> _MATERIAL PROVIDED_:

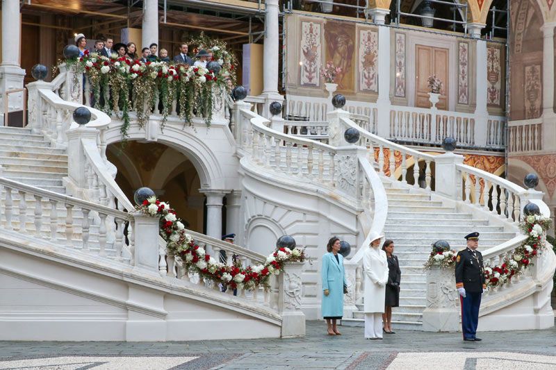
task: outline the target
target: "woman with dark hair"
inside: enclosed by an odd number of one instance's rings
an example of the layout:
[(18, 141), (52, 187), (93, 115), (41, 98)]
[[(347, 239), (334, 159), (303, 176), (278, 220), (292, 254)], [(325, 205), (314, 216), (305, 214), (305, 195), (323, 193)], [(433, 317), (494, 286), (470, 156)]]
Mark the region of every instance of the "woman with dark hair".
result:
[(343, 269), (343, 257), (339, 253), (340, 239), (332, 237), (326, 246), (327, 253), (322, 256), (320, 275), (322, 278), (322, 301), (320, 312), (326, 320), (329, 335), (341, 335), (336, 320), (343, 316), (343, 294), (347, 283)]
[(384, 297), (384, 313), (382, 314), (382, 328), (386, 334), (394, 334), (392, 331), (392, 308), (400, 305), (400, 280), (402, 271), (400, 271), (400, 263), (398, 257), (394, 255), (393, 240), (386, 240), (382, 244), (382, 250), (386, 253), (388, 260), (388, 283), (386, 287)]
[(137, 59), (137, 47), (133, 42), (127, 43), (127, 56), (131, 60)]
[(83, 56), (87, 50), (87, 39), (85, 38), (85, 35), (78, 33), (75, 35), (75, 46), (79, 49), (79, 56)]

> _GOAL_: Convert the lines above into a Markdown table with the columns "Number" and "Content," one row per line, omitting blank lines and the pictures.

> _EXPECTED ANSWER_:
| Number | Content |
|---|---|
| 1 | task: outline the target |
| 2 | target: "woman with dark hair" |
| 3 | inside: enclosed by an odd number of one instance's rings |
| 4 | an example of the layout: |
| 5 | [(18, 141), (52, 187), (93, 115), (41, 98)] |
| 6 | [[(347, 239), (334, 159), (303, 176), (278, 220), (292, 254)], [(325, 205), (314, 216), (305, 214), (305, 195), (323, 193)], [(433, 317), (494, 286), (470, 156)]] |
| 7 | Mark the region of every instance of the "woman with dark hair". |
| 8 | result: |
| 9 | [(343, 269), (343, 257), (339, 253), (340, 239), (332, 237), (326, 246), (327, 253), (322, 256), (320, 275), (322, 278), (322, 301), (320, 312), (326, 320), (329, 335), (341, 335), (336, 320), (343, 316), (343, 294), (347, 283)] |
| 10 | [(384, 297), (384, 313), (382, 314), (382, 328), (386, 334), (394, 334), (392, 331), (392, 308), (400, 305), (400, 280), (402, 271), (400, 271), (400, 263), (398, 257), (394, 255), (393, 240), (386, 240), (382, 244), (382, 250), (386, 253), (388, 260), (388, 283), (386, 287)] |
| 11 | [(137, 59), (137, 47), (133, 42), (127, 43), (127, 56), (131, 60)] |
| 12 | [(83, 56), (87, 50), (87, 39), (85, 38), (85, 35), (78, 33), (75, 35), (75, 46), (79, 49), (79, 56)] |